» **Exercise goal**:
Each record is to be transcribed exactly.

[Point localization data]

- - - - - - -

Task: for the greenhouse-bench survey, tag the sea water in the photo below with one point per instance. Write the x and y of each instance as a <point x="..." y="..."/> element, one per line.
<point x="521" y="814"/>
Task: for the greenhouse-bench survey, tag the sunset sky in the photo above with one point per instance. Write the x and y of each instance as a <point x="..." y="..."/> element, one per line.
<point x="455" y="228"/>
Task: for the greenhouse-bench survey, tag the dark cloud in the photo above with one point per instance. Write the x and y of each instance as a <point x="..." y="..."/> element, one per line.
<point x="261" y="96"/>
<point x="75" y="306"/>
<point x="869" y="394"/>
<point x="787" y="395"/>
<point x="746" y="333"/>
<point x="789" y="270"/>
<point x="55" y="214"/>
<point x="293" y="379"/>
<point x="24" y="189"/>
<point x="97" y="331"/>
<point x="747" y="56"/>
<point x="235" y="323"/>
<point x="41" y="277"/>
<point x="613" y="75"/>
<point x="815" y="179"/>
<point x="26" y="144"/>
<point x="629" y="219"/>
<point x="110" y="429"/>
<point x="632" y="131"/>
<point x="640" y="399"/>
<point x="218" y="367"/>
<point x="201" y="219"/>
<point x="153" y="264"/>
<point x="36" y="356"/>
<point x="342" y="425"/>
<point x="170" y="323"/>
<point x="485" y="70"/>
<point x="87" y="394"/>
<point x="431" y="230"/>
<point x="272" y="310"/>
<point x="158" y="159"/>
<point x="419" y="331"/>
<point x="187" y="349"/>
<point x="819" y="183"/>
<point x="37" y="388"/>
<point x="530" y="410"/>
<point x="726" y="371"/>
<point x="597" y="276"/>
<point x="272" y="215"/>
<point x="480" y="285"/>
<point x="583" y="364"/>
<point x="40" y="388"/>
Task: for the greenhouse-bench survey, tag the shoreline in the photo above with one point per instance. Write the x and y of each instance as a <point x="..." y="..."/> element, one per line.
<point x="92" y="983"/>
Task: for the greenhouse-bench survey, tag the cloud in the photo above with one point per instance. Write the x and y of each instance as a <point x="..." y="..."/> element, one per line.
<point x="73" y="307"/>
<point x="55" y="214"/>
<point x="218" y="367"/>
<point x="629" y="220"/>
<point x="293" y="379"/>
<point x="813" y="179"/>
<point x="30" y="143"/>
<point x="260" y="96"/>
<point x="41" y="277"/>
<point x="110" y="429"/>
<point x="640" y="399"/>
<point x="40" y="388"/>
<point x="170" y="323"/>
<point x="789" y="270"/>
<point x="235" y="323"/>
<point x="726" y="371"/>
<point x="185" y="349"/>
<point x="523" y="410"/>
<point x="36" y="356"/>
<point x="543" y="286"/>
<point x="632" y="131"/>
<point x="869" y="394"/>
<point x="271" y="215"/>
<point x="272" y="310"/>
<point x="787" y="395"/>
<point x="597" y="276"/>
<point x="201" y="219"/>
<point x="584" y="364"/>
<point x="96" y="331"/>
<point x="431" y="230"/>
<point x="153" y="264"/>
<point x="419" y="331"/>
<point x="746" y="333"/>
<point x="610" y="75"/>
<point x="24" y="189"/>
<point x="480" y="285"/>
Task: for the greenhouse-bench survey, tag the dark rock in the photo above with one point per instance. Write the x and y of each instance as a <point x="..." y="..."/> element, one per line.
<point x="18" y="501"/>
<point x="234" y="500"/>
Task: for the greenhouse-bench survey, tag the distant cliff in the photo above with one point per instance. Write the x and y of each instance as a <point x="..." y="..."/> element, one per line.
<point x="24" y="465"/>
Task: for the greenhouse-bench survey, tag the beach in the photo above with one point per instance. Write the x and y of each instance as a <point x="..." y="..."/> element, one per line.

- - - - - - -

» **Answer to this task**:
Task: for the greenhouse-bench survey, tag the sea water in the photo below with one point per instance. Write the x and y of each instance as a <point x="..." y="..."/> element, one per line.
<point x="521" y="814"/>
Task: for the greenhouse-bench survey, tag the sunset sky in the photo above with one point per instance. Write the x and y of each instance as a <point x="..." y="..."/> element, one per line.
<point x="455" y="228"/>
Task: for the greenhouse-bench survey, tag the dark cloud in the photo above with one point per instance. Write the x and y of each instance as a <point x="..." y="..."/> element, one per line.
<point x="261" y="96"/>
<point x="75" y="306"/>
<point x="869" y="394"/>
<point x="787" y="395"/>
<point x="746" y="333"/>
<point x="789" y="270"/>
<point x="55" y="214"/>
<point x="293" y="379"/>
<point x="24" y="189"/>
<point x="97" y="331"/>
<point x="747" y="56"/>
<point x="235" y="323"/>
<point x="41" y="277"/>
<point x="613" y="75"/>
<point x="815" y="179"/>
<point x="26" y="144"/>
<point x="629" y="219"/>
<point x="110" y="429"/>
<point x="632" y="131"/>
<point x="640" y="399"/>
<point x="218" y="367"/>
<point x="201" y="219"/>
<point x="153" y="264"/>
<point x="36" y="356"/>
<point x="342" y="425"/>
<point x="170" y="323"/>
<point x="485" y="70"/>
<point x="87" y="394"/>
<point x="431" y="230"/>
<point x="272" y="310"/>
<point x="158" y="159"/>
<point x="419" y="331"/>
<point x="187" y="349"/>
<point x="819" y="183"/>
<point x="37" y="388"/>
<point x="530" y="410"/>
<point x="726" y="371"/>
<point x="597" y="276"/>
<point x="272" y="215"/>
<point x="480" y="285"/>
<point x="583" y="364"/>
<point x="40" y="388"/>
Task: for the greenhouse-bench survey, tag the shoreline in the photo above with one point per instance. Write the x and y of each instance as a <point x="..." y="..."/> element, one per line.
<point x="92" y="983"/>
Task: for the greenhouse-bench survey, tag the cloud in the photo above with one point per instance. Write the x and y of each instance as a <point x="..." y="..."/> element, one per line.
<point x="73" y="307"/>
<point x="55" y="214"/>
<point x="218" y="367"/>
<point x="629" y="220"/>
<point x="293" y="379"/>
<point x="813" y="179"/>
<point x="30" y="143"/>
<point x="260" y="96"/>
<point x="41" y="277"/>
<point x="110" y="429"/>
<point x="640" y="399"/>
<point x="40" y="388"/>
<point x="170" y="323"/>
<point x="789" y="270"/>
<point x="235" y="323"/>
<point x="726" y="371"/>
<point x="185" y="349"/>
<point x="523" y="410"/>
<point x="36" y="356"/>
<point x="543" y="286"/>
<point x="632" y="131"/>
<point x="869" y="394"/>
<point x="271" y="215"/>
<point x="272" y="310"/>
<point x="787" y="395"/>
<point x="597" y="276"/>
<point x="201" y="219"/>
<point x="584" y="364"/>
<point x="96" y="331"/>
<point x="431" y="230"/>
<point x="153" y="264"/>
<point x="419" y="331"/>
<point x="746" y="333"/>
<point x="610" y="75"/>
<point x="24" y="189"/>
<point x="480" y="285"/>
Task: for the greenhouse-bench survey, tag the dark rock in the photo above with one point per instance. Write the x and y of each instance as a <point x="..." y="..."/> element, one per line.
<point x="18" y="501"/>
<point x="234" y="500"/>
Task: for the greenhouse-bench survey, tag the distant cliff in the photo above with one point per instance. Write the x and y of each instance as a <point x="..." y="..."/> element, one per line.
<point x="24" y="465"/>
Task: for the greenhouse-bench survey, tag the beach in the photo above with one point per instance. Write the x and y of each instance as a <point x="..." y="..."/> element, one per line.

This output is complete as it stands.